_Data supplied_.
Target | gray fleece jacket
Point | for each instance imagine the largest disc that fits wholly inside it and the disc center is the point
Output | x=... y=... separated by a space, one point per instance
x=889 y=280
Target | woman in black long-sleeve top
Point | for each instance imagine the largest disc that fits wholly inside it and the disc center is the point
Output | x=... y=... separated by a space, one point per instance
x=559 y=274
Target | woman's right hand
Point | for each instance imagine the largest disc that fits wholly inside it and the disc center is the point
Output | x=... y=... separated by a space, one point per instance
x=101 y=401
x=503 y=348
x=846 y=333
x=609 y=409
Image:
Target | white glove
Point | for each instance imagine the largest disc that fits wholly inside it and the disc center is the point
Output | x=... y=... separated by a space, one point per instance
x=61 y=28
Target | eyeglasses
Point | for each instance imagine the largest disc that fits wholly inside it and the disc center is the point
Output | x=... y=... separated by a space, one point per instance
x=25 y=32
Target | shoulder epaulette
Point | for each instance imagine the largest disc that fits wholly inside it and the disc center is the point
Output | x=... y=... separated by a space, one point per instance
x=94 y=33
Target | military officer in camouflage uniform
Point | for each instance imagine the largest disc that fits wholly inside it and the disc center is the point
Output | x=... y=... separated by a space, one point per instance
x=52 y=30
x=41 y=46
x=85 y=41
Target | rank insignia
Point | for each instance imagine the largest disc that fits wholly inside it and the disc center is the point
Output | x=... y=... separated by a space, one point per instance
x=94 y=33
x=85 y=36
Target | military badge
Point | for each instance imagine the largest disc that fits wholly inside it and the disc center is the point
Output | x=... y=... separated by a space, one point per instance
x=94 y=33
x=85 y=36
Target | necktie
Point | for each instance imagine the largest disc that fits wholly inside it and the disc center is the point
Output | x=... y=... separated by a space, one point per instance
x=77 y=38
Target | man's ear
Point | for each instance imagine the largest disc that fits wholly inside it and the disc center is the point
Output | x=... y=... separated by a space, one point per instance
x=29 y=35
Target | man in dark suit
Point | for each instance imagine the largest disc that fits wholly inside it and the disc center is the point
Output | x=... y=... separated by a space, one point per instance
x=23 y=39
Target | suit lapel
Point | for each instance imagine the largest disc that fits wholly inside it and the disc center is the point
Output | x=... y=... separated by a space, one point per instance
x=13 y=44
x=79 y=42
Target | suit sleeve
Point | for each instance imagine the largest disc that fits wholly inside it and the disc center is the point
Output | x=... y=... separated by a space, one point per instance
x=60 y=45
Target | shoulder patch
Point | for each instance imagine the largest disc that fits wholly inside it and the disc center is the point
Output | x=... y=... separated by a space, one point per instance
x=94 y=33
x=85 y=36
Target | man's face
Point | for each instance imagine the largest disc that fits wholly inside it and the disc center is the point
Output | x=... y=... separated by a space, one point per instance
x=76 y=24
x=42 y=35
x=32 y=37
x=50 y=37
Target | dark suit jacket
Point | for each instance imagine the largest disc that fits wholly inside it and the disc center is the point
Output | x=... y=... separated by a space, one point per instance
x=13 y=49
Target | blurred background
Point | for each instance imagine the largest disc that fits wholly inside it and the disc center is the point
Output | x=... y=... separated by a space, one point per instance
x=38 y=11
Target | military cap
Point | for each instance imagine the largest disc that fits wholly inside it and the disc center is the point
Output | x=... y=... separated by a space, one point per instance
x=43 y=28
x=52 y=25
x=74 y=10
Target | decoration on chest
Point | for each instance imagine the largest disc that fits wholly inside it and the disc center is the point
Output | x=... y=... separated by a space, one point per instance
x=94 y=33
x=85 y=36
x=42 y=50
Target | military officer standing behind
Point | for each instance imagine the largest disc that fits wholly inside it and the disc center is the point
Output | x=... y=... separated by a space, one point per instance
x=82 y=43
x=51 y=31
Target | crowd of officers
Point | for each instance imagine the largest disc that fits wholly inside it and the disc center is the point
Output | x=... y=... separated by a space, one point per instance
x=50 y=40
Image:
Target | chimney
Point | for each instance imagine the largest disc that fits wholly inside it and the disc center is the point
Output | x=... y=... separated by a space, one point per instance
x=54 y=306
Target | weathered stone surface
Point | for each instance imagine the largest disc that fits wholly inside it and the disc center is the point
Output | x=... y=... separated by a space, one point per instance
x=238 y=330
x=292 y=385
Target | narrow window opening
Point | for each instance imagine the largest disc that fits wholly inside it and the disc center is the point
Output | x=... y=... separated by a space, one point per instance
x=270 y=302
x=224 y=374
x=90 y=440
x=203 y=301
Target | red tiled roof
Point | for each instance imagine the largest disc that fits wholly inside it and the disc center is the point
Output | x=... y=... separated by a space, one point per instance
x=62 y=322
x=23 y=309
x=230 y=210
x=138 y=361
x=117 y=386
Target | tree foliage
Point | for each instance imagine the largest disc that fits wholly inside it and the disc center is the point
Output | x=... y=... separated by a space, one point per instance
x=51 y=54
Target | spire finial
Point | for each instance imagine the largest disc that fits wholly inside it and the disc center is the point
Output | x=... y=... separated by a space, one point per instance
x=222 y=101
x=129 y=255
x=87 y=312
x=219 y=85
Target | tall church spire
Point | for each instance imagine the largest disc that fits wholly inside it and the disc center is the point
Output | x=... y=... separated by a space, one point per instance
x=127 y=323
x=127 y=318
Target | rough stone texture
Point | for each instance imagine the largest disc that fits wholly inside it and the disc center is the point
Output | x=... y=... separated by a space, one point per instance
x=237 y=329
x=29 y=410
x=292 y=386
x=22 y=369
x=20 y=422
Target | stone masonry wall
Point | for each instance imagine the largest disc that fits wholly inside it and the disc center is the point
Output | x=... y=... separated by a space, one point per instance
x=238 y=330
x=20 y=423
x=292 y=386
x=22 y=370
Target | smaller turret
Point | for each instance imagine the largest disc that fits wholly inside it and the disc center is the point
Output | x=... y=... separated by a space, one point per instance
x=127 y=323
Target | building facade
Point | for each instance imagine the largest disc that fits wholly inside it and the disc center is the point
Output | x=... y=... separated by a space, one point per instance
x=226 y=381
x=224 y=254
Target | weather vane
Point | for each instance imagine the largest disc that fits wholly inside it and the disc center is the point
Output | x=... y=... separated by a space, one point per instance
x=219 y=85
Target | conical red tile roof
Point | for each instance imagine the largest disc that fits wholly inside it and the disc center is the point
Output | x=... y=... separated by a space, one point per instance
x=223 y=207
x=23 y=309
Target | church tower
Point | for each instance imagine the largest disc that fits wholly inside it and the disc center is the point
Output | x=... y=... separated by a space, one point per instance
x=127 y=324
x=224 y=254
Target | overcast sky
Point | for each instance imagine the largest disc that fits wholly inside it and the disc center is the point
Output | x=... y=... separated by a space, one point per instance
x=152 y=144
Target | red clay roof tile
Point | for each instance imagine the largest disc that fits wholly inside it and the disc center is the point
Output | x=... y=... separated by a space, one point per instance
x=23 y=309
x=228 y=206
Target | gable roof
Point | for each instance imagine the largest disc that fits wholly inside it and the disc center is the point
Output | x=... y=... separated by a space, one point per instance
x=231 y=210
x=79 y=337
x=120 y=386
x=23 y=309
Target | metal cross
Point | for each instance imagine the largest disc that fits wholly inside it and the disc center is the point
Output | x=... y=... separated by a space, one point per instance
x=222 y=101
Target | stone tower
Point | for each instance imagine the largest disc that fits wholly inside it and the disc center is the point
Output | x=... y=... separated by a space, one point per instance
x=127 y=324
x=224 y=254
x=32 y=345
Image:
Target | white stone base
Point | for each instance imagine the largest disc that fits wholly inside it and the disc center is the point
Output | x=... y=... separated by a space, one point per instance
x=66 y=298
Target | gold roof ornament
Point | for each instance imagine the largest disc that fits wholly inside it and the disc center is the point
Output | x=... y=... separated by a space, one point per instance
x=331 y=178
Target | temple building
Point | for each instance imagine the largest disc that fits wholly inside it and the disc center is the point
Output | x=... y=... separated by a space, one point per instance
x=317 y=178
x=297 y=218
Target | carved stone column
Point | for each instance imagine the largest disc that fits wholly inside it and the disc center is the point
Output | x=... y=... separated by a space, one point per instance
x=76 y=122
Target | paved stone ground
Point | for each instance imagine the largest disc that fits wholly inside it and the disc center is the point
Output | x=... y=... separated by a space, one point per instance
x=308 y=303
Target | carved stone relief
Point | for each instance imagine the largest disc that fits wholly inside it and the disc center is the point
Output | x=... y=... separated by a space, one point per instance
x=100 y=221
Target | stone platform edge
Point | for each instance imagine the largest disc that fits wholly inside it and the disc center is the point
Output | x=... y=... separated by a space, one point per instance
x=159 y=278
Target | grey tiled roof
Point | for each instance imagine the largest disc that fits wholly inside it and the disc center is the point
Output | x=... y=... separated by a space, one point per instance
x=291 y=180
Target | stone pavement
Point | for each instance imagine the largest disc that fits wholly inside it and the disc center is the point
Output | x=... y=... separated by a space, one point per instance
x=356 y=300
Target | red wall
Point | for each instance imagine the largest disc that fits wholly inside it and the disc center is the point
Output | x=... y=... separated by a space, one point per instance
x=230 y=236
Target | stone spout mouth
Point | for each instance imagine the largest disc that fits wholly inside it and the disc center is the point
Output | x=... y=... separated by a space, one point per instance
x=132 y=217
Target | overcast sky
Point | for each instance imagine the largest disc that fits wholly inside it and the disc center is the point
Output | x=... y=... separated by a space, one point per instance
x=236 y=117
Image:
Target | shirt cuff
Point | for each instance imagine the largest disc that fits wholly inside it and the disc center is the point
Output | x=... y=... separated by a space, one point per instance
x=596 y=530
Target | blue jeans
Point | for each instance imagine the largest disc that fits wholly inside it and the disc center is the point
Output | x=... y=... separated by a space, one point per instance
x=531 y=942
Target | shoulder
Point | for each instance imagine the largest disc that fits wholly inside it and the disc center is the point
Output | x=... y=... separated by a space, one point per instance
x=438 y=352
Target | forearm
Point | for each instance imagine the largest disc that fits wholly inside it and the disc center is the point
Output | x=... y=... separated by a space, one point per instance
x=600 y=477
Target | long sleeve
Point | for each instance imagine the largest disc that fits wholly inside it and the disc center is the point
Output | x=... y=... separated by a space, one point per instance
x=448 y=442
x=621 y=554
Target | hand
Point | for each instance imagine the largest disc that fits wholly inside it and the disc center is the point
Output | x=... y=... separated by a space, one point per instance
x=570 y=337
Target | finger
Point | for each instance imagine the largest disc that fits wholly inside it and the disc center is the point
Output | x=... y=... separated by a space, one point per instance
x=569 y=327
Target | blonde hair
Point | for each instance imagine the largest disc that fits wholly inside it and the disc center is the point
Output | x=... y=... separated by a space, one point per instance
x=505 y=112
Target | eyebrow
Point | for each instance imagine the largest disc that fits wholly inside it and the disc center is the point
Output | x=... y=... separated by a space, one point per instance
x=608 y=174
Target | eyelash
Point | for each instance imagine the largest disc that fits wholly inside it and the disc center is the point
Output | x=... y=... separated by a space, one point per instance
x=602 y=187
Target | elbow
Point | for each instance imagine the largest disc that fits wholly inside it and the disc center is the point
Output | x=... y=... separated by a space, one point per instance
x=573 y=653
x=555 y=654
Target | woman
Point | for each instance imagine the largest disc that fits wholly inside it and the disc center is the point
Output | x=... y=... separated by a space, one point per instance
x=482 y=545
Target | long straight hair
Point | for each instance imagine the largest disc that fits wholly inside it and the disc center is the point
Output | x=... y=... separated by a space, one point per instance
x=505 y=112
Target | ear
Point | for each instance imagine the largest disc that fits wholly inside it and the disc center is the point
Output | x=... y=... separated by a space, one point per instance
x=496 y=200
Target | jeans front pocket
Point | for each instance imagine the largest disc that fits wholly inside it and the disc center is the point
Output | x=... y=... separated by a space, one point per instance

_Given request_.
Copy the entries from the line with "Target | paved stone ground" to the line with "x=100 y=221", changing every "disc" to "circle" and keeping everything else the same.

_Problem solution_.
Target | paved stone ground
Point | for each instance imagine the largest circle that fits wholly inside it and the circle center is the point
Output | x=... y=... separated by a space, one point per instance
x=308 y=303
Target | carved stone relief
Point | for each instance imagine the largest circle that fits wholly inside it and the circle center is the point
Output | x=... y=... separated by a space, one point per instance
x=100 y=221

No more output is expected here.